[Start of Entries provided]
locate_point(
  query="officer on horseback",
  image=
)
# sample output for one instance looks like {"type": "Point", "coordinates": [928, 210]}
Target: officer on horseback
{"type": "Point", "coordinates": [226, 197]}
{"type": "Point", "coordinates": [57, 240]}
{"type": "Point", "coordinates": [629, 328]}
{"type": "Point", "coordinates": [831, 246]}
[End of Entries provided]
Exercise details:
Render every line of the data above as a JSON list of strings, with one string per line and no blank lines.

Answer to this problem:
[
  "locate_point(",
  "  query=\"officer on horseback\",",
  "  image=",
  ")",
  "# sample output for one instance looks like {\"type\": \"Point\", \"coordinates\": [928, 210]}",
  "Target: officer on horseback",
  "{\"type\": \"Point\", \"coordinates\": [226, 197]}",
  "{\"type\": \"Point\", \"coordinates\": [57, 240]}",
  "{\"type\": \"Point\", \"coordinates\": [629, 328]}",
  "{\"type\": \"Point\", \"coordinates\": [831, 246]}"
]